DIRECTIONS FOR THIS TASK:
Would you retype all of these records exactly?

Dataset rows
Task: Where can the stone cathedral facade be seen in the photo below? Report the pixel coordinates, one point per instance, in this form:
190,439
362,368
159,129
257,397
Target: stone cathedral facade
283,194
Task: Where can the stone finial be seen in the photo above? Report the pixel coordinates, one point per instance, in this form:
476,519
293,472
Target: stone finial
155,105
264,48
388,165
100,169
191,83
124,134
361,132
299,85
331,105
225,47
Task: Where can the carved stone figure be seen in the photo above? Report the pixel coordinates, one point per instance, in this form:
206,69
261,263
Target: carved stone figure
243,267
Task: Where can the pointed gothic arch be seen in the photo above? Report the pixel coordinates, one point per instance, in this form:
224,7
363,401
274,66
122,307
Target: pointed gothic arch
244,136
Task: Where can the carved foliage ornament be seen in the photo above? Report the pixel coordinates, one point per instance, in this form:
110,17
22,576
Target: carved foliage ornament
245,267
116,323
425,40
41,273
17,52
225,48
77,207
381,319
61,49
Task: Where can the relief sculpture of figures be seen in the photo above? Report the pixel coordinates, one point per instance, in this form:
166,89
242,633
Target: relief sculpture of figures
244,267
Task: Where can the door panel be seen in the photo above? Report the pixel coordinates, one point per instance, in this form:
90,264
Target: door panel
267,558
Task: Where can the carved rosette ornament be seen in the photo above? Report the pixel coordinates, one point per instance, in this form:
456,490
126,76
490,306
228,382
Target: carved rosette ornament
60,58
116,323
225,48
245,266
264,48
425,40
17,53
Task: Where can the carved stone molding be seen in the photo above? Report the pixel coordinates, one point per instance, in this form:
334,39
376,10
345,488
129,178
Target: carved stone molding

RESPONSE TO THIS EXERCISE:
Task: Where can the stone cathedral facade be seen in the photo below? Report the pixel coordinates, one point per instance, in this form:
190,439
362,368
159,129
257,397
Target: stone cathedral facade
283,194
Task: Where can the stone finial be seen in the photo above? Report the pixel coordinates, one point per instance, in this form:
476,519
293,472
Target: stone finial
155,105
264,48
388,165
100,169
191,83
124,134
361,132
299,85
331,105
225,47
Task: Where can the carved stone figure be seen in the photo above? Report the pixel coordinates, one point per instance, in this form:
206,69
261,263
Target: carved stone figure
243,267
Task: Where can the pointed gothic arch be seen in the photo above? Report the pixel coordinates, one point per instance, in this form:
224,7
363,401
274,66
122,307
Target: pointed gothic arch
244,136
Task: Where can the carved foliage ornament be seen in the photo above? Report the pixel coordinates, one point per instance, in this form:
110,17
22,576
Target: carved foliage ornament
245,267
116,323
425,40
41,273
17,52
225,48
77,207
381,319
61,49
Task: Where can the relief sculpture of figures be seen in the photo above? Report the pixel coordinates, one point per instance, in this form:
166,89
242,633
Target: relief sculpture of figures
244,267
Task: Where can the door panel be seen in the photo above? Report the pixel coordinates, one point per instance, in this form:
90,264
Target: door panel
267,558
Task: Where can the carved rosette ornament be seen in the photo above? Report the pixel coordinates, one point per instance, in this form:
456,490
126,76
490,306
228,382
Target: carved rosette ornament
60,58
116,323
225,48
245,266
264,48
425,40
17,53
Task: Where can the carved stone molding be seen in the photo above? Report the pixel coordinates, one point per instance, in this form:
334,39
376,10
345,488
129,178
Target: carved stone molding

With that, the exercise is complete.